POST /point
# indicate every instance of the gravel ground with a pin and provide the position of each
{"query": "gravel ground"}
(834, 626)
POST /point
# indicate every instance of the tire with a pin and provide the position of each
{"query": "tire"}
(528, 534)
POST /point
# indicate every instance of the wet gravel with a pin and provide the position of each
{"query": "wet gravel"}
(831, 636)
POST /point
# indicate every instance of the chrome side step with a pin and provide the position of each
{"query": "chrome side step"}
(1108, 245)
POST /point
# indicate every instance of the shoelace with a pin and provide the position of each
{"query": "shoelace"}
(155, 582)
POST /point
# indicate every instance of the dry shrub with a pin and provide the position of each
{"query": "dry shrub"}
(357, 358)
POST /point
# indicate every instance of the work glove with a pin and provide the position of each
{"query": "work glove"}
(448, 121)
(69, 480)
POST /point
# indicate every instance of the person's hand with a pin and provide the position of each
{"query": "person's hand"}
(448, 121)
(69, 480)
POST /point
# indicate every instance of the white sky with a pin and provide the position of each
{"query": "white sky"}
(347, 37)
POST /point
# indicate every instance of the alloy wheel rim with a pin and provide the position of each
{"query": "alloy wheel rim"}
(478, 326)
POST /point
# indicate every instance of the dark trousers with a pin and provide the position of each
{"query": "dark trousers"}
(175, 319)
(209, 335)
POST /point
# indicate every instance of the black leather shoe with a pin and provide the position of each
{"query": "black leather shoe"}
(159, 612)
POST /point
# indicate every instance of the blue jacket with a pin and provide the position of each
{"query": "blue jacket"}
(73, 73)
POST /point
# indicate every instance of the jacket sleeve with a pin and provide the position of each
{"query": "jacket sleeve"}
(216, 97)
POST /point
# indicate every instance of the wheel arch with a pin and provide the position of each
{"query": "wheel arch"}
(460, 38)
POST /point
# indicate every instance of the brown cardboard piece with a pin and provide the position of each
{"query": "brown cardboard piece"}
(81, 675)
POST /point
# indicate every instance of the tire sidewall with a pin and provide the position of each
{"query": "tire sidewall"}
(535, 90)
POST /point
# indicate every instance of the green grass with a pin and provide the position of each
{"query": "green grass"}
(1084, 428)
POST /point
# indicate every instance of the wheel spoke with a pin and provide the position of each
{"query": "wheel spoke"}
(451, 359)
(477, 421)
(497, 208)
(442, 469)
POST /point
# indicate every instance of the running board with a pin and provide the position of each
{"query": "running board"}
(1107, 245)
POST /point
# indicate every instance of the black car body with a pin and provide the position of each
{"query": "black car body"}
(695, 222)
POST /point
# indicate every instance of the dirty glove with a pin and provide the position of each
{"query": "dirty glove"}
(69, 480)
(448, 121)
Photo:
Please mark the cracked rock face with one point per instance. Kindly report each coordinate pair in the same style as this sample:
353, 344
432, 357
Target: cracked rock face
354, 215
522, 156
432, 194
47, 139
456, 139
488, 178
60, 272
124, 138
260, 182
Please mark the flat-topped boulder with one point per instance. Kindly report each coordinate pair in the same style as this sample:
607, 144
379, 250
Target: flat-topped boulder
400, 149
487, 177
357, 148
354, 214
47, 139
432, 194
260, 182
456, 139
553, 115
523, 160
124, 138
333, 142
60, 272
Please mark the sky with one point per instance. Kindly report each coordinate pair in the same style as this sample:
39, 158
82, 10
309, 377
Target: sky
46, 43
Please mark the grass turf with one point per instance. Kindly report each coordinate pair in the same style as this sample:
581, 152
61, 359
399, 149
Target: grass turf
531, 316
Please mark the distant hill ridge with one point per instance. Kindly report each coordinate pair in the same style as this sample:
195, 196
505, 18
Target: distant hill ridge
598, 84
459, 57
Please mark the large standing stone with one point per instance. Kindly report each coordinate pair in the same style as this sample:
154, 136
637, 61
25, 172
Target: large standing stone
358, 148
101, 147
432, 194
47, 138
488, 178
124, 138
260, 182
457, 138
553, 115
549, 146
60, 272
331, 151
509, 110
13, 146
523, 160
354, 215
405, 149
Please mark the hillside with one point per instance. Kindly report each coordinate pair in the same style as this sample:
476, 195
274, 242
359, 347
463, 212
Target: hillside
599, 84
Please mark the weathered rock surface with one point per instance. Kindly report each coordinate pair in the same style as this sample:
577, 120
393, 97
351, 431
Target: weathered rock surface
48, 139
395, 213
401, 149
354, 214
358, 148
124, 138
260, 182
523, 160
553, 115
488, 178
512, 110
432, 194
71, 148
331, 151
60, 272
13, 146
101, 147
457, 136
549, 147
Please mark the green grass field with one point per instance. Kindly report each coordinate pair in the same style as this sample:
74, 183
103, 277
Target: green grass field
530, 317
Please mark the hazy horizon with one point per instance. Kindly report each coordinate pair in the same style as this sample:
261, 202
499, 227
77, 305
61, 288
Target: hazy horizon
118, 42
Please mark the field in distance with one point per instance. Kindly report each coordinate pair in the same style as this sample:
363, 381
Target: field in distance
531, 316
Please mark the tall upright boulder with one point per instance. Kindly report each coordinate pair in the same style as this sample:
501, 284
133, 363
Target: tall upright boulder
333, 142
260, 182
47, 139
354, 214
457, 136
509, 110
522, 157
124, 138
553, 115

----------------------------------------

## [WORK ORDER]
Write all of the records out exactly, including every line.

## [EXERCISE SOLUTION]
POST /point
# indicate every instance of the gravel ground with a pin and provide the position of each
{"query": "gravel ground"}
(834, 626)
POST /point
# indicate every instance of the tire with a pin and provide the position of each
{"query": "tire"}
(528, 534)
POST /point
# indicate every instance of the wet gravel with a pin and provide the position of each
{"query": "wet gravel"}
(831, 636)
POST /point
# indicate every instance of the chrome side step with a pin and provide the position of each
{"query": "chrome side step"}
(1108, 245)
POST /point
# indicate every instance of the shoelace with a pin and provide the position of each
{"query": "shoelace"}
(155, 582)
POST /point
# indicate every instance of the dry shrub with a pin and provide the position of each
{"query": "dry shrub"}
(357, 358)
POST /point
# indicate every instance of the work glove with a pin and provide the position of each
{"query": "work glove"}
(448, 121)
(69, 480)
POST /point
# indicate every instance of the person's hand with a pin and provide the position of each
{"query": "person's hand"}
(448, 121)
(69, 480)
POST /point
# indicate every instance of the white sky with a pin and provide the position of each
{"query": "white sky"}
(347, 37)
POST /point
# indicate every instance of the alloy wheel rim with a pin and provide the position of each
{"query": "alloy wheel rim"}
(478, 326)
POST /point
# indicate every instance of the dark trousers with a pin and provide the position of each
{"query": "dark trousers"}
(175, 319)
(209, 335)
POST /point
# indicate every instance of the black leather shoe with a pin and provide the position of each
{"query": "black leather shoe"}
(159, 612)
POST /point
# indicate every instance of the blue jacket with a pin and provide the position of each
{"query": "blue jacket"}
(73, 73)
POST /point
# indicate every instance of the jacket sleeve with a pin and provide the position of each
{"query": "jacket sleeve"}
(216, 97)
POST /point
# indicate every instance of the wheel arch with a pin and provide the position of each
{"query": "wheel arch"}
(460, 38)
POST /point
# indicate every instance of the brown cardboard piece with a pin and provide the position of each
{"query": "brown cardboard piece"}
(81, 675)
POST /point
# indicate every instance of the tire sidewall with a pin and provide the position of each
{"query": "tire sidewall"}
(535, 90)
POST /point
# indicate every instance of the green grass with a pin and provide the position of each
{"query": "green grass"}
(1084, 428)
POST /point
# indicate every instance of the wheel spoke with a pin and provide the position of each
{"query": "wheel spoke"}
(451, 359)
(477, 421)
(497, 208)
(442, 469)
POST /point
# indicate every instance of the running board with a pin and provide the position of each
{"query": "running board"}
(1107, 245)
POST /point
# indicate every instance of the black car body with a pin and provide the position of each
{"query": "black car body"}
(695, 222)
POST /point
# indicate every instance of the dirty glove with a pin and provide the position of each
{"query": "dirty glove"}
(69, 480)
(448, 121)
Photo:
Please mark the cracked rock face with one point per instance. Kindly report each coordinate pair in the same style as this sample:
353, 344
432, 357
Target: cracked rock face
354, 215
522, 156
432, 194
47, 139
456, 139
488, 178
60, 272
124, 138
260, 182
Please mark the flat-topped boulder with one point per instance. Kindly report each coordinate pair in the same style as this sample:
607, 144
379, 250
Target: flat-topped boulder
400, 149
487, 177
357, 148
354, 214
47, 139
432, 194
260, 182
456, 139
553, 115
523, 160
124, 138
333, 142
60, 272
Please mark the sky with one point per instance. Kindly report each coordinate pair in the same style as this sample:
39, 158
82, 10
309, 377
Target: sky
46, 43
Please mark the grass turf with one point per instance. Kindly report each coordinate pair in the same style as this sample:
581, 152
61, 359
399, 149
Target: grass turf
531, 316
Please mark the distant hill ridge with one point per instance. Kindly report each coordinate pair in the same style as this sample:
195, 196
505, 18
Target: distant hill ridge
598, 84
459, 57
Please mark the large standing stone with one point per instance. Kindly report each coordinate pair in the same style as this sample:
154, 136
637, 61
25, 172
Target: large standing stone
358, 148
101, 147
432, 194
47, 138
488, 178
124, 138
260, 182
457, 138
553, 115
549, 146
60, 272
331, 151
509, 110
13, 146
523, 160
354, 215
405, 149
Please mark the hillside with one point per instance. Kindly report each coordinate pair in the same style as this sample:
476, 195
274, 242
359, 347
463, 212
Target: hillside
599, 84
Please mark the weathered rock surface with one point per instance. Kindly report each coordinate pair in the same style as this sample:
577, 120
393, 97
351, 431
Target: weathered rock surface
48, 139
395, 213
401, 149
354, 214
358, 148
124, 138
260, 182
523, 160
553, 115
488, 178
512, 110
432, 194
71, 148
331, 151
60, 272
13, 146
101, 147
457, 136
549, 147
Please mark the green grass field with one point per instance. Kindly report each coordinate pair in the same style as this sample:
74, 183
103, 277
Target: green grass field
530, 317
Please mark the hazy horizon with one point per instance. Kindly report each coordinate pair in the same style as this sample:
261, 202
499, 227
77, 305
61, 288
Target: hazy horizon
118, 42
Please mark the field in distance with one point per instance. Kindly report each coordinate pair in the same style as this sample:
363, 381
Target: field in distance
531, 316
Please mark the tall upright boulder with one point per instance. Kindly report each coordinate pair in the same style as this sample:
501, 284
133, 363
Target: tall upright boulder
333, 142
260, 182
47, 139
354, 214
457, 136
509, 110
522, 157
124, 138
553, 115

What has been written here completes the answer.